Task objective: Of the lines below, write out exactly those from the line with "column 272, row 627" through the line with "column 1158, row 326", both included, and skip the rest.
(Provided entries)
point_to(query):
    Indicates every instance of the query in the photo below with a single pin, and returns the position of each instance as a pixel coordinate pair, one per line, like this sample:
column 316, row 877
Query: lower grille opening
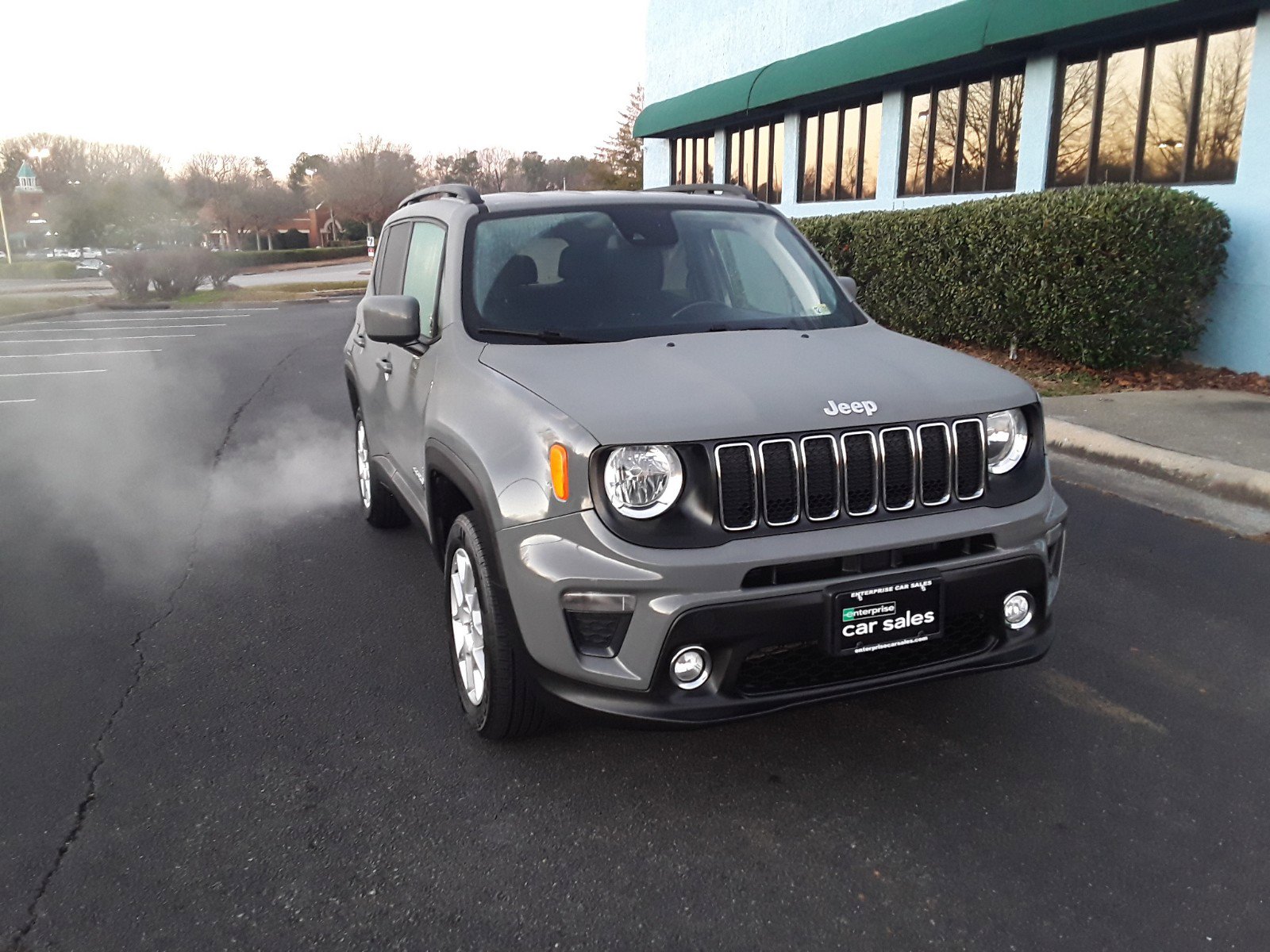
column 829, row 569
column 804, row 664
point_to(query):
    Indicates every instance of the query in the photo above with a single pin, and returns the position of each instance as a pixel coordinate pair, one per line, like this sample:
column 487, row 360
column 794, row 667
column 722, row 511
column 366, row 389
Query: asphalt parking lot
column 226, row 716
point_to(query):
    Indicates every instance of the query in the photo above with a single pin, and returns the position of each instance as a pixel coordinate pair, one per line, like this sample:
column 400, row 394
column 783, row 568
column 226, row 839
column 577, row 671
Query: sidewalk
column 1208, row 440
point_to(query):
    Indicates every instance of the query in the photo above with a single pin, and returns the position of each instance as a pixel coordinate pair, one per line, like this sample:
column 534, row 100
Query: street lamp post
column 4, row 228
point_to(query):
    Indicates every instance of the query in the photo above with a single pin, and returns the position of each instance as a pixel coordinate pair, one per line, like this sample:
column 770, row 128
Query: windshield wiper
column 552, row 336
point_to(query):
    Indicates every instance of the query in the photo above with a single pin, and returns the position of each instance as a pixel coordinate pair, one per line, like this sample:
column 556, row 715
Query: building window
column 1160, row 112
column 756, row 159
column 692, row 160
column 963, row 137
column 840, row 154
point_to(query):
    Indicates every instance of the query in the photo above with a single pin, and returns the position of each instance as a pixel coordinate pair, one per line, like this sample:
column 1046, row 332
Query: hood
column 722, row 385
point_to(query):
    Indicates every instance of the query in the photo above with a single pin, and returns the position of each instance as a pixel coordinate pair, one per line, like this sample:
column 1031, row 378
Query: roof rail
column 709, row 188
column 464, row 194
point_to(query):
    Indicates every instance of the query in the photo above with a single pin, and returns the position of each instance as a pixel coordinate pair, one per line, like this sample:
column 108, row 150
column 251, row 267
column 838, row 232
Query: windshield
column 645, row 271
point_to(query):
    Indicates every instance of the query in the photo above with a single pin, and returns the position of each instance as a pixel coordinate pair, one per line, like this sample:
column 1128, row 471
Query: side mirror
column 391, row 319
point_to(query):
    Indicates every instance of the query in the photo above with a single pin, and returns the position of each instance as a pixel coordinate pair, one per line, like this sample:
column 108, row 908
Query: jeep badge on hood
column 857, row 406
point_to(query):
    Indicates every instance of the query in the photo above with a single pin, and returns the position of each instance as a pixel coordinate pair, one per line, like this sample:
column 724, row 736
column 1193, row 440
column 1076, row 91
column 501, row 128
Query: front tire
column 495, row 689
column 379, row 505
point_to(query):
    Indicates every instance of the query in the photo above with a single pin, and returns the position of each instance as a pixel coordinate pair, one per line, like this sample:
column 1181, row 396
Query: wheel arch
column 452, row 490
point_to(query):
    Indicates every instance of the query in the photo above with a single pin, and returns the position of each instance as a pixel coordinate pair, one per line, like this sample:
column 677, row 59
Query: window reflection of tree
column 1122, row 103
column 918, row 137
column 976, row 135
column 1222, row 105
column 1193, row 125
column 1172, row 82
column 1076, row 124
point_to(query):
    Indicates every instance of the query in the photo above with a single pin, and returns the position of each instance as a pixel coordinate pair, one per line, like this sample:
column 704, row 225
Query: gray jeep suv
column 673, row 473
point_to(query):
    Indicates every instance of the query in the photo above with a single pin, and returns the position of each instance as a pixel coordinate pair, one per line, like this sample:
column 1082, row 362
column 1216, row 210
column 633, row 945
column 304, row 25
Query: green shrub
column 256, row 259
column 1113, row 276
column 38, row 270
column 173, row 272
column 130, row 274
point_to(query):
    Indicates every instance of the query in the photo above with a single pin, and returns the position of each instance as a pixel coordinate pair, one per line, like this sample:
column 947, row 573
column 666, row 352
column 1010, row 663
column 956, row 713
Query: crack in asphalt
column 139, row 651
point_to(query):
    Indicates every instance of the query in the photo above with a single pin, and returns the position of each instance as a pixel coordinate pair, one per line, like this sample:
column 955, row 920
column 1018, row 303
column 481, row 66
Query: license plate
column 886, row 613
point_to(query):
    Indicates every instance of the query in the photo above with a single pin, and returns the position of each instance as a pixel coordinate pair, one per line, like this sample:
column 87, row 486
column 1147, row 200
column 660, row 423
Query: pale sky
column 276, row 79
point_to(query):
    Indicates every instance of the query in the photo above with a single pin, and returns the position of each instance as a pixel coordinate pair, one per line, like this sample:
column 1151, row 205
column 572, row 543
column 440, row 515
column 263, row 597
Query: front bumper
column 765, row 640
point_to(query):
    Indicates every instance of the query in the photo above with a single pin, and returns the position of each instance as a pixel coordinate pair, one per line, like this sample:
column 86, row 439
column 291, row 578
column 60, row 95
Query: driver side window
column 423, row 272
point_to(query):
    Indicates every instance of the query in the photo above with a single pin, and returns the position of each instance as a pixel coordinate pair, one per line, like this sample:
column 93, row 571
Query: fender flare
column 437, row 457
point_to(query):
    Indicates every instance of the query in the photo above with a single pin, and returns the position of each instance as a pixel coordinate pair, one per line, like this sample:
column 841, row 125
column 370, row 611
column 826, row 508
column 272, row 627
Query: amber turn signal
column 560, row 471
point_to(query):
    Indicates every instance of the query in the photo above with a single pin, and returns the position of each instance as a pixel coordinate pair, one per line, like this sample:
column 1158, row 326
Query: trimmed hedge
column 38, row 270
column 1110, row 276
column 256, row 259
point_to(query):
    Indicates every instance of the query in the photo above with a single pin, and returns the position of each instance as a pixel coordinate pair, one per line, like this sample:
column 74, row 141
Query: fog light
column 1018, row 609
column 690, row 668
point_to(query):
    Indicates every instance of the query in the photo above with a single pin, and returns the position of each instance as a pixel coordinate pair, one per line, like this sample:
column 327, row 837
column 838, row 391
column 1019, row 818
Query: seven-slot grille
column 822, row 476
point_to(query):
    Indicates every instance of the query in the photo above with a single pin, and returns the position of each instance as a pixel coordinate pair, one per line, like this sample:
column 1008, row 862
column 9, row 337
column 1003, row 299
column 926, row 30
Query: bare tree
column 622, row 155
column 368, row 181
column 495, row 164
column 216, row 184
column 266, row 206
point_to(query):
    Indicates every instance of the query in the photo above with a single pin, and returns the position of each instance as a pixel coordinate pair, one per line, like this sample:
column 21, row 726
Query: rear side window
column 391, row 259
column 423, row 271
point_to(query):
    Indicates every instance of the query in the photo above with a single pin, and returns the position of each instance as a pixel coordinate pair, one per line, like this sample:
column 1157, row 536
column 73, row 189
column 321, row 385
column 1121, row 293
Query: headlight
column 1007, row 441
column 643, row 482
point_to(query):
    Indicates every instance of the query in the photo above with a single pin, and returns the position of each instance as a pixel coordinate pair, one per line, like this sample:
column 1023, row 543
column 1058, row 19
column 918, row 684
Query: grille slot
column 935, row 452
column 860, row 457
column 778, row 463
column 738, row 489
column 971, row 461
column 822, row 488
column 899, row 469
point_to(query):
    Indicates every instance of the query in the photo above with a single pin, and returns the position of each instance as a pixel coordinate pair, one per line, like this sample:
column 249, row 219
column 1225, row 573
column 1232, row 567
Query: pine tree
column 622, row 155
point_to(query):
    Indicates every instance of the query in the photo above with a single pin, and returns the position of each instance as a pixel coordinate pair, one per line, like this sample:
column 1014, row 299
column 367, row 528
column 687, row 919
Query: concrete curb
column 1238, row 484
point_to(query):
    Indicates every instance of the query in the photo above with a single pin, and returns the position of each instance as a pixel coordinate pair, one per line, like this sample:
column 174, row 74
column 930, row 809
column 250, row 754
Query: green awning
column 965, row 29
column 723, row 98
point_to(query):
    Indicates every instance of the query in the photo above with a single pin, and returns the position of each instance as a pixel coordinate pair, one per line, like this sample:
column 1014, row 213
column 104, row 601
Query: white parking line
column 84, row 330
column 114, row 321
column 80, row 340
column 48, row 374
column 84, row 353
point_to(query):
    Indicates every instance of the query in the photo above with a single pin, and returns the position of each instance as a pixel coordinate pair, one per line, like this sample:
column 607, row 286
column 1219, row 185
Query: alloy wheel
column 469, row 630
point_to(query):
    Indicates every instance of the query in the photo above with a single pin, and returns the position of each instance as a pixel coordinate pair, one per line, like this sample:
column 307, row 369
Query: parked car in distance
column 673, row 473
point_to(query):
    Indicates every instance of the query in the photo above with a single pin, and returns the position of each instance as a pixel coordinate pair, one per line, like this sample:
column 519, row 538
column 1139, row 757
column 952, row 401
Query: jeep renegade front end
column 673, row 473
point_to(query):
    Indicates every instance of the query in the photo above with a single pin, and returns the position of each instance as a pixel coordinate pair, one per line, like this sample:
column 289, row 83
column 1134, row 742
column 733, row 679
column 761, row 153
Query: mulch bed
column 1047, row 374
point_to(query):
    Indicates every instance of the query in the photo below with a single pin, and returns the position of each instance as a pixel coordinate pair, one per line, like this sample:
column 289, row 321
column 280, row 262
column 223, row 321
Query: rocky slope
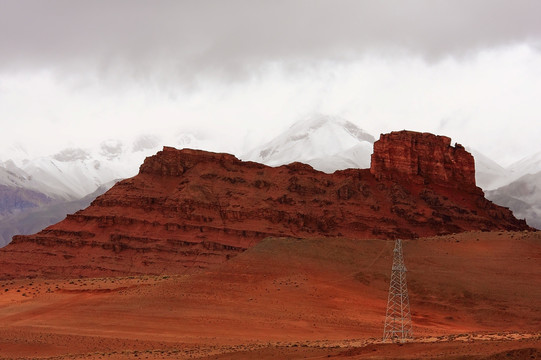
column 189, row 208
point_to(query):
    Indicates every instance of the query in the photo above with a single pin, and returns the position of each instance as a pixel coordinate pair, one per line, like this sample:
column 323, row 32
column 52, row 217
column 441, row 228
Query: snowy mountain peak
column 327, row 143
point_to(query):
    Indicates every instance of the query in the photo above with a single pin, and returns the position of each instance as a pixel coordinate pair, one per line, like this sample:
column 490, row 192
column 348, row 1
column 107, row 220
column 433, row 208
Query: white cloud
column 486, row 100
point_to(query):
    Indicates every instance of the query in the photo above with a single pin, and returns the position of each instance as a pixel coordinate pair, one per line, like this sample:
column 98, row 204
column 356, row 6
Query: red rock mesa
column 189, row 209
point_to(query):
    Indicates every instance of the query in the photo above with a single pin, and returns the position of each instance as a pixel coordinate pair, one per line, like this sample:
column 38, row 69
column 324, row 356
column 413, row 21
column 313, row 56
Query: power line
column 398, row 318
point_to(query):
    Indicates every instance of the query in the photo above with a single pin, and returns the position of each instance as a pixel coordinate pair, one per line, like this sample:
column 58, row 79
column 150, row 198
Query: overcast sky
column 74, row 73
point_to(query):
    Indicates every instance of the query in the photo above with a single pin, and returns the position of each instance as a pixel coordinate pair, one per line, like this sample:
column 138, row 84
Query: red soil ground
column 474, row 295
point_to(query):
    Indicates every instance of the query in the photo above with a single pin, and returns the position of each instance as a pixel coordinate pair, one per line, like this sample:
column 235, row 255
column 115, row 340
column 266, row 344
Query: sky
column 237, row 73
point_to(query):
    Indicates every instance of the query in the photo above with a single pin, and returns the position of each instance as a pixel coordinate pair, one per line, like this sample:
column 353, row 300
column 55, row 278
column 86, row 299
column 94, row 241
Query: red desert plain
column 474, row 295
column 204, row 256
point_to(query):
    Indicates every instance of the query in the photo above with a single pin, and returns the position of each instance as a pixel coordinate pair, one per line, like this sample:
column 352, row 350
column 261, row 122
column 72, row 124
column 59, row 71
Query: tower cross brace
column 398, row 317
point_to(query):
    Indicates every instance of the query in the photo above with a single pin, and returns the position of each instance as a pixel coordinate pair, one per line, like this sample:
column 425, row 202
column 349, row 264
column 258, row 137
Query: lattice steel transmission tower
column 398, row 318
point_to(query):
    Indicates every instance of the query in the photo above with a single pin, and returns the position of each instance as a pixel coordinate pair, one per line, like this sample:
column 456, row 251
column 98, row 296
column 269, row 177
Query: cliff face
column 423, row 158
column 191, row 209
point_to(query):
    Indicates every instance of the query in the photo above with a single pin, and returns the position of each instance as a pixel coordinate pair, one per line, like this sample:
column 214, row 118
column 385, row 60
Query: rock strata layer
column 191, row 209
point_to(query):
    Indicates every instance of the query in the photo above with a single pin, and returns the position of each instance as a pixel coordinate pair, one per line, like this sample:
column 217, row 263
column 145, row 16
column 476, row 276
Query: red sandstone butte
column 191, row 209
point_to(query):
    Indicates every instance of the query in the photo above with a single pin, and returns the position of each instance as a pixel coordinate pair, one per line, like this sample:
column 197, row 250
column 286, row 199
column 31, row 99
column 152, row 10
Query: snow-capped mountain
column 326, row 143
column 489, row 174
column 522, row 196
column 36, row 192
column 35, row 219
column 528, row 165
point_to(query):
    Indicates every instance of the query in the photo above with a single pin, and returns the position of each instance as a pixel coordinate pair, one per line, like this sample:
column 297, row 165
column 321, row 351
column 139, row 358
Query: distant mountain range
column 65, row 181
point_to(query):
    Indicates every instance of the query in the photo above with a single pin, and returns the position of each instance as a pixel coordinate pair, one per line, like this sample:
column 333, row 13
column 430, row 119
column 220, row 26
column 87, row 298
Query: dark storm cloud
column 191, row 37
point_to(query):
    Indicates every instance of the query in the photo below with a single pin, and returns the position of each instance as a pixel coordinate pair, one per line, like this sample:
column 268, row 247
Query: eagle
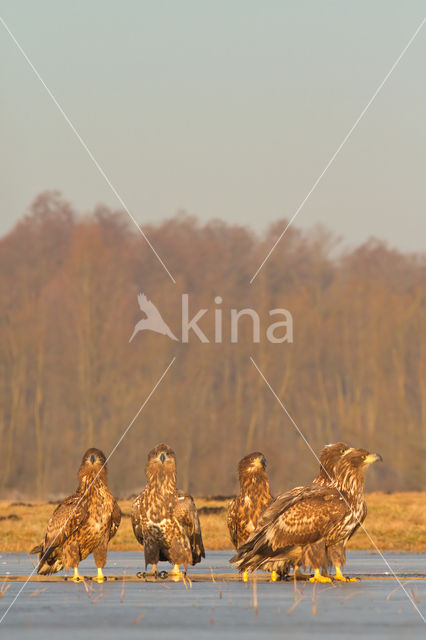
column 165, row 520
column 245, row 510
column 328, row 458
column 301, row 529
column 83, row 523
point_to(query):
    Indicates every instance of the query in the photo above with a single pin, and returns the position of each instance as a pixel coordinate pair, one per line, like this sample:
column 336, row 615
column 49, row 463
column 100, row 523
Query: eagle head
column 352, row 465
column 360, row 458
column 251, row 463
column 93, row 463
column 161, row 459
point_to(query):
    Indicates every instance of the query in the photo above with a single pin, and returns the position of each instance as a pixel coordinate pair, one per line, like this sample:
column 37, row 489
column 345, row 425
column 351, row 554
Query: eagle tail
column 49, row 561
column 37, row 549
column 257, row 552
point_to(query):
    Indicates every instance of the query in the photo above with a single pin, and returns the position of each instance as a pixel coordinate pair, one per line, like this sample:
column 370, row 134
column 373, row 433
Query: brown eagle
column 329, row 457
column 83, row 523
column 245, row 510
column 314, row 519
column 165, row 520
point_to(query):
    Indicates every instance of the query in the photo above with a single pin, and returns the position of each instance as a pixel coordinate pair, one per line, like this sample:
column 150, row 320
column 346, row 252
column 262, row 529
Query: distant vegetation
column 69, row 379
column 395, row 522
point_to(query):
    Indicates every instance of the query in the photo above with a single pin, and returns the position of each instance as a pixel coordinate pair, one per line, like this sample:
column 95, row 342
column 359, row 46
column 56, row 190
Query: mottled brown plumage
column 302, row 528
column 329, row 457
column 83, row 523
column 245, row 510
column 164, row 519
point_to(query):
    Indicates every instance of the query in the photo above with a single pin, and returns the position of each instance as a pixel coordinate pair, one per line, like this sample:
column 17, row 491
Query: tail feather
column 49, row 560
(End Provided entries)
Output of the exercise:
column 272, row 627
Query: amber turn signal
column 560, row 471
point_to(query):
    Indicates every instance of the query in the photo above with a single pin, and returns the position of each instance as a pixel coordinate pair, one per line, like this sample:
column 1158, row 326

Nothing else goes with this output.